[Saved entries]

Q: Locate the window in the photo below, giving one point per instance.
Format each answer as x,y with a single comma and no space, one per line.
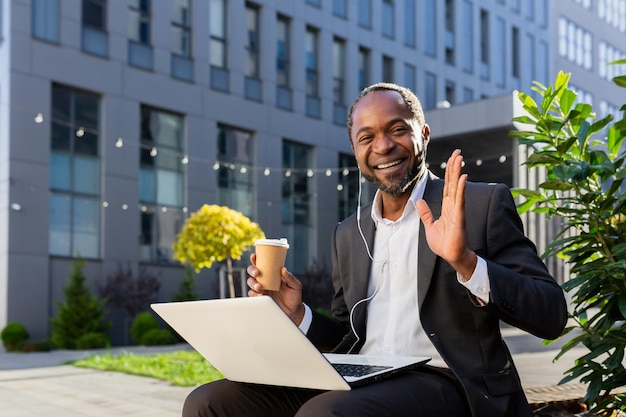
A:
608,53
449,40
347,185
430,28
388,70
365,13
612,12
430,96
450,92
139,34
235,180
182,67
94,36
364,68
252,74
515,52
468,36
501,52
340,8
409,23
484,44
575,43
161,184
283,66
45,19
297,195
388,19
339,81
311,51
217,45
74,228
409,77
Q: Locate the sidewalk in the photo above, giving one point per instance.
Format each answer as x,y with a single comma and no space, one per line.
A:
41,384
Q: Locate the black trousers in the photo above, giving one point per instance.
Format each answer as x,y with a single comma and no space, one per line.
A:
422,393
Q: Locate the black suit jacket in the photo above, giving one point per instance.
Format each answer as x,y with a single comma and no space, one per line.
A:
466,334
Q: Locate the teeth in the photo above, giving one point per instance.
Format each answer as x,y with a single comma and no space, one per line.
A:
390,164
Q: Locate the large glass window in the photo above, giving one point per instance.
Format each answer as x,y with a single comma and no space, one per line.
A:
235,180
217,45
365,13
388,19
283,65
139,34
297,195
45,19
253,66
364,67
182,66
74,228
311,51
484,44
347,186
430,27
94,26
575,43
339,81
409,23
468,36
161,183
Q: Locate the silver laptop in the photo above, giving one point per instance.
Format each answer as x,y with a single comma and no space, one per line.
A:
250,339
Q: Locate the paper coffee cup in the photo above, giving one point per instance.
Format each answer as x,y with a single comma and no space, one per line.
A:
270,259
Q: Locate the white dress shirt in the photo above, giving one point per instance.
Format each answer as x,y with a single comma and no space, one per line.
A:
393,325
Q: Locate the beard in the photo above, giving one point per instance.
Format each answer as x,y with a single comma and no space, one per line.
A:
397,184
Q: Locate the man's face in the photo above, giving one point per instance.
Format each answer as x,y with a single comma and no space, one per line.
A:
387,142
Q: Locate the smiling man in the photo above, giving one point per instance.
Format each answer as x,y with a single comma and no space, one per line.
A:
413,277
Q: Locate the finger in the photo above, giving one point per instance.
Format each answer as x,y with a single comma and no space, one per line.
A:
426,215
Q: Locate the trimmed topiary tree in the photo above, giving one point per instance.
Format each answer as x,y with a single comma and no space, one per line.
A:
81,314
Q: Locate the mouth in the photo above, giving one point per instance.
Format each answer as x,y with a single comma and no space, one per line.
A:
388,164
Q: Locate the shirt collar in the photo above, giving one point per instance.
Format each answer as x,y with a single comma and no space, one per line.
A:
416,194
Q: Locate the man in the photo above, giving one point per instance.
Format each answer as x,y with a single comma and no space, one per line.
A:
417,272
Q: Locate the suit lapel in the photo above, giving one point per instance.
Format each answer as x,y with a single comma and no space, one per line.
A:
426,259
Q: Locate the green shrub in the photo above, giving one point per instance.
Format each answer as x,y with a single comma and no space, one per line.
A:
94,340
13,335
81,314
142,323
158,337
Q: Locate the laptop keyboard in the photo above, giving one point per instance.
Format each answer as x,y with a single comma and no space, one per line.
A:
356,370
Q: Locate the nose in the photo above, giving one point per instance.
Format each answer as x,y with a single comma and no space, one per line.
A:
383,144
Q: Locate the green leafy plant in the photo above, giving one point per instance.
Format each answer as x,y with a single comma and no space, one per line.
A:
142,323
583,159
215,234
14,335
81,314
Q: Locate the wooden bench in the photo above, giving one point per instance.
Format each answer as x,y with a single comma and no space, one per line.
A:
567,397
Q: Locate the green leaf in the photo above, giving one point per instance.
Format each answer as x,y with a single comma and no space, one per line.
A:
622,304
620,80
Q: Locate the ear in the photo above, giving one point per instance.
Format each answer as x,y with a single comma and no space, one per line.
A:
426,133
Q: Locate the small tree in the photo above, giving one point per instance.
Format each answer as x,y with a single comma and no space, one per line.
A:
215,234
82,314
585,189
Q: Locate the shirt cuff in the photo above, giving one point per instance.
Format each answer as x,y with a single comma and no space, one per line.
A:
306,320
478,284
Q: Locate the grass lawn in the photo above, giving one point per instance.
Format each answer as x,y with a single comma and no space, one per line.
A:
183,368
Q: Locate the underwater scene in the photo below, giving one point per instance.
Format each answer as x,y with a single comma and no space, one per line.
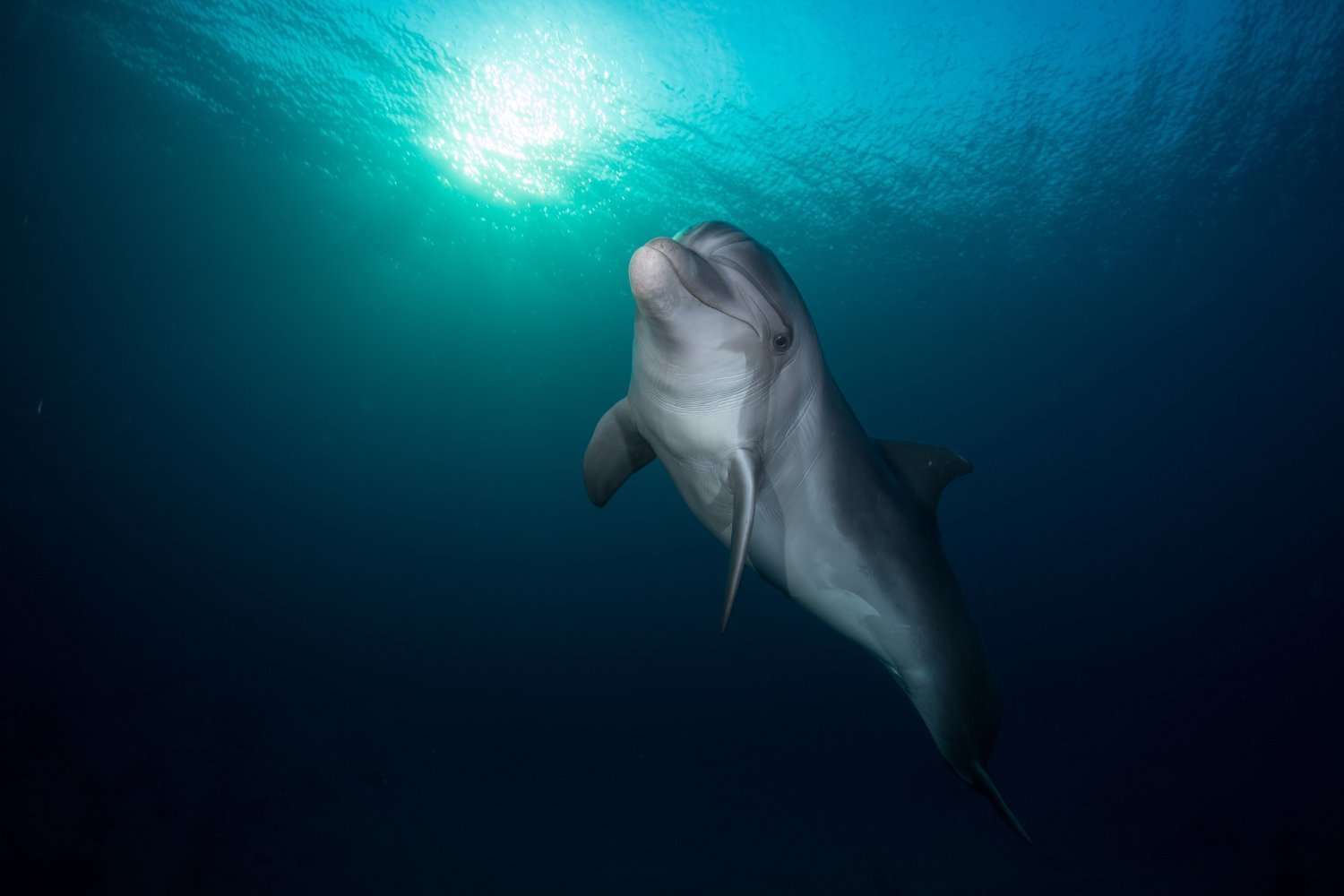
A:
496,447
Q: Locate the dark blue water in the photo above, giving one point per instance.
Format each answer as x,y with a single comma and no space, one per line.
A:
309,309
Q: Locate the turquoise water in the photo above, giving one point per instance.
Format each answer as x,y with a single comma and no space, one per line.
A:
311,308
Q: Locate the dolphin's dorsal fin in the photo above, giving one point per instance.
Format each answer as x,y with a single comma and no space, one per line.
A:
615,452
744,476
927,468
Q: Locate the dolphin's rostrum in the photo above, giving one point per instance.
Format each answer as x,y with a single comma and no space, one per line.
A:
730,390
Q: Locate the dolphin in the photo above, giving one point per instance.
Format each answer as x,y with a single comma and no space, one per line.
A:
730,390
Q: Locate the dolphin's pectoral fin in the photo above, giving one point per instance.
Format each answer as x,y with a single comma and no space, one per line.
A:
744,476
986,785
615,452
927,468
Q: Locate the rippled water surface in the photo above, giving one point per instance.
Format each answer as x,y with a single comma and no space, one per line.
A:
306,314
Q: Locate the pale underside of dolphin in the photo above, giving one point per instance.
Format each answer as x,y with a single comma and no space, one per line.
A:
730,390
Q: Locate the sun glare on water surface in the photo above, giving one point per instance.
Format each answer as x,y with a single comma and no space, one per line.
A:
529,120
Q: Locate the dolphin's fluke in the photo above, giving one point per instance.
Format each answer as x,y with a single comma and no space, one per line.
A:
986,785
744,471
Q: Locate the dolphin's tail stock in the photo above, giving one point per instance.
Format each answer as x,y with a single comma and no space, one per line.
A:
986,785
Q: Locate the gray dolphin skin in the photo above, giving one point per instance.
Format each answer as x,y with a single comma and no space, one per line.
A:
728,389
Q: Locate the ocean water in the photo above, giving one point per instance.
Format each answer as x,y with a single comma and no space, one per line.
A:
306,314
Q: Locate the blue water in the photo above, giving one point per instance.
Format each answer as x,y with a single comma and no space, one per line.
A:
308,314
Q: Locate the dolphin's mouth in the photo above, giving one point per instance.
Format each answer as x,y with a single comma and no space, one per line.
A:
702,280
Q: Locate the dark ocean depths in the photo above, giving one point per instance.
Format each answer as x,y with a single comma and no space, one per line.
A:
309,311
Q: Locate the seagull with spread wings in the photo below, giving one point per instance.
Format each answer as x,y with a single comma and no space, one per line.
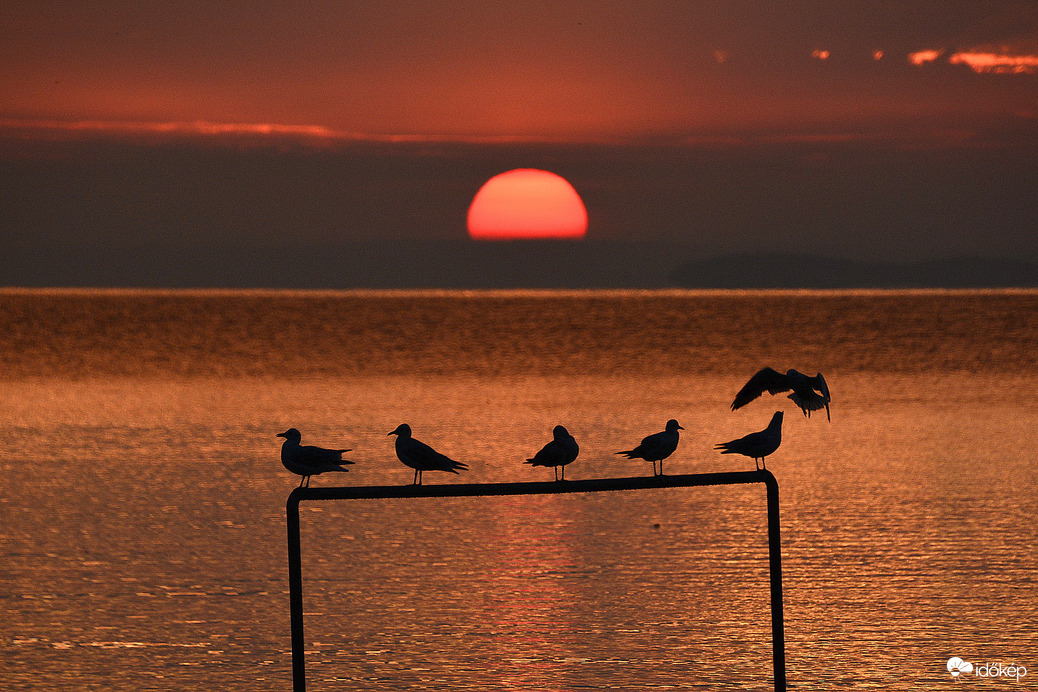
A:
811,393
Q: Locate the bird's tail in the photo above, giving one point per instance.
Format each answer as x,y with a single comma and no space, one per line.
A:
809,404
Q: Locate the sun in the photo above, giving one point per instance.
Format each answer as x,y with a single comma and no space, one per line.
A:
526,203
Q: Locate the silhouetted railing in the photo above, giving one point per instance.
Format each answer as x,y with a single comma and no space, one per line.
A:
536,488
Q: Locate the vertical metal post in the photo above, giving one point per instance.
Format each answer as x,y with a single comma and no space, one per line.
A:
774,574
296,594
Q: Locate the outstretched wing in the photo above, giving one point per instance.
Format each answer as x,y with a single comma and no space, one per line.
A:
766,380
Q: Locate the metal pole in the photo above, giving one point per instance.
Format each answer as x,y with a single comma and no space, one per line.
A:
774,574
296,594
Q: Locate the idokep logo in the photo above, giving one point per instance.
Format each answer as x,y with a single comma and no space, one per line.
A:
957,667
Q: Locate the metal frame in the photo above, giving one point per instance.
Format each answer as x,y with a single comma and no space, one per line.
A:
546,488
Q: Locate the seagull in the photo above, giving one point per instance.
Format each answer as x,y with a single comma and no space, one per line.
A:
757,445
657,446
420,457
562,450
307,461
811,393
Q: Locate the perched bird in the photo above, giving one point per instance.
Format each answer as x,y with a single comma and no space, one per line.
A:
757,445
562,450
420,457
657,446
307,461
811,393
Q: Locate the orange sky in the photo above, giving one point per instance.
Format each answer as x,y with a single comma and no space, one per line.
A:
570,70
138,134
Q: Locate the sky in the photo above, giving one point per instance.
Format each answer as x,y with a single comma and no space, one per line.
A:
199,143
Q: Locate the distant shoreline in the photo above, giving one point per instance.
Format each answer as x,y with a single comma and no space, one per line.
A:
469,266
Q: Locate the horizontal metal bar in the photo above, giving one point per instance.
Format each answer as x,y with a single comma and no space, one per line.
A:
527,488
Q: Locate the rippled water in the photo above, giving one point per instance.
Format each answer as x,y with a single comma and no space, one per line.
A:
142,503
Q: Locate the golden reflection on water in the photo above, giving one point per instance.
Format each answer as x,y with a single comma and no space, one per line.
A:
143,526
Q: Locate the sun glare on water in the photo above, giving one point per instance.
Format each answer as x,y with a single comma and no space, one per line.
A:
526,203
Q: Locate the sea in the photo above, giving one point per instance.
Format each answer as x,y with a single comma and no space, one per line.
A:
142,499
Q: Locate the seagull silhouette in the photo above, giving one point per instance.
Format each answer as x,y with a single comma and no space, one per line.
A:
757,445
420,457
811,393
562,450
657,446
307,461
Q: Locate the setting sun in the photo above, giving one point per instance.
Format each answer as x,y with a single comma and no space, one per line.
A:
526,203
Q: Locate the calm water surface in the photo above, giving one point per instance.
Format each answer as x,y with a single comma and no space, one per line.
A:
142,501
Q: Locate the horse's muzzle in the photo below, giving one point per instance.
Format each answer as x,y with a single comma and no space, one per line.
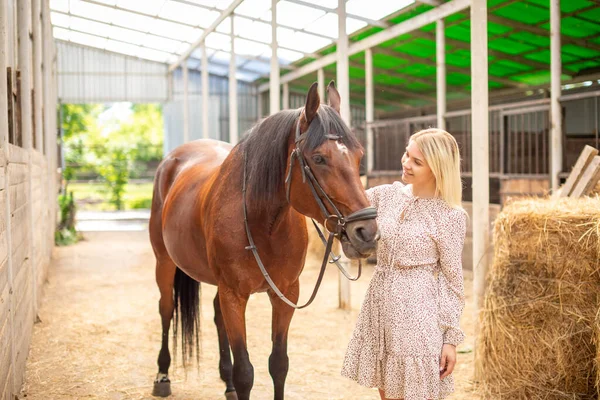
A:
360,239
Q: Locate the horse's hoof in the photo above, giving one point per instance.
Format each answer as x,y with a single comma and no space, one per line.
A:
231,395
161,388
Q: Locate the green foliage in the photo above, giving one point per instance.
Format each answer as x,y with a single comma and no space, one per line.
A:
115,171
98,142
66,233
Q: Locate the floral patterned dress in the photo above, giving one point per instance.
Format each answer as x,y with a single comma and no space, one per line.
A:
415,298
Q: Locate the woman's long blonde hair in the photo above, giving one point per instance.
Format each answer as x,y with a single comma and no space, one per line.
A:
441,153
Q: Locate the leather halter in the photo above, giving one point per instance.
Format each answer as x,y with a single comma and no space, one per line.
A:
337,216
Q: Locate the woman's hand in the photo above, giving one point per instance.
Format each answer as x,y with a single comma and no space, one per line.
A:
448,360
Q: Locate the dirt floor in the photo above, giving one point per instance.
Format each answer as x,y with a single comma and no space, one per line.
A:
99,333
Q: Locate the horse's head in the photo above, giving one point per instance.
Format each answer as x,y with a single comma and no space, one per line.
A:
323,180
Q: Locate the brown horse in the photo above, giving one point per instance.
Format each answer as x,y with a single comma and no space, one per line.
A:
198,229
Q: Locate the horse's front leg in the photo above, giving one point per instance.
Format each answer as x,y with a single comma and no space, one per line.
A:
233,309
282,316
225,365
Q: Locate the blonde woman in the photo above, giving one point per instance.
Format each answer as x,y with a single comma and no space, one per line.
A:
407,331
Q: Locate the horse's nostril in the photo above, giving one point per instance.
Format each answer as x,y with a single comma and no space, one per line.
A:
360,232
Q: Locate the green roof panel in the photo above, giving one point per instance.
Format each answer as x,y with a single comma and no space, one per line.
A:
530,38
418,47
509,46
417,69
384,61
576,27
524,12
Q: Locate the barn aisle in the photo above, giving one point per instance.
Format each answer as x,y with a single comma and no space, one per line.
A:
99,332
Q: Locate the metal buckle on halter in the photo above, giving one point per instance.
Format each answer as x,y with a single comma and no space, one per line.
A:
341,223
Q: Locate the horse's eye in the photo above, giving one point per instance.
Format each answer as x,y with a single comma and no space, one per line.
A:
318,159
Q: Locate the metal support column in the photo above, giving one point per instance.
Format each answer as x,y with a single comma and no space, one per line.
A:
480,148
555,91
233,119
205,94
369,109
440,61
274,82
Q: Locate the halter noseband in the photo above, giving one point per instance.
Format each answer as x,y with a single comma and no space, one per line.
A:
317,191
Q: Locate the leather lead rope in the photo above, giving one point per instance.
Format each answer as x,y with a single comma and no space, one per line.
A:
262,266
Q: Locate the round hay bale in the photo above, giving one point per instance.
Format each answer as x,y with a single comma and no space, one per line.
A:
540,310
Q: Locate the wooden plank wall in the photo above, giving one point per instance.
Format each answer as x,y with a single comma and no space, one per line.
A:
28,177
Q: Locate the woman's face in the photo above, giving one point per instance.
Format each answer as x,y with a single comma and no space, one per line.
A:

Exercise instructions - Once the line with "Q: Locate the dolphin's tail" is found above, print it and every line after it through the line with "Q: Locate the sun in", exactly. Pictures stay out.

Task result -
Q: Locate the dolphin's tail stock in the photo above, giving one point per instance.
Format each answer as x,y with a single comma and no space, one per line.
A:
986,785
Q: Locate the gray dolphin skin in the photo above, giving one point per instance.
Format each answer as x,y with a single comma and no space, one per line.
A:
728,389
Q: Locate the ocean water in the photo above, giving one point per instance.
Format each answer as x,y with a single comma and no space, one per line.
A:
306,314
Q: Locate the blue water in the photo above, giving one point per instance.
Format each answer as x,y with a single comma and no space, one per line.
A:
308,314
Q: Locate the dolphin's mouth in the photo above, giving one point per instance.
Format each answer as x,y with a single comma and no space, one per line.
A:
702,280
Q: Locate the dark ocean depths in the photo above, giving one point per instance.
Format each answer as x,y with a single comma and no space, one per line.
A:
309,311
Q: Locate the seagull with spread wings in the photo below, giving one point per instance.
Format each answer as x,y with a single comma and no space, one per line.
A:
811,393
Q: Locate the bird's tail in the photo above, giving one point per instance.
Format each answer as x,y with a single comma and no space, one per line.
A:
809,404
Q: Locate the sun in the photo above, giving one point per instance.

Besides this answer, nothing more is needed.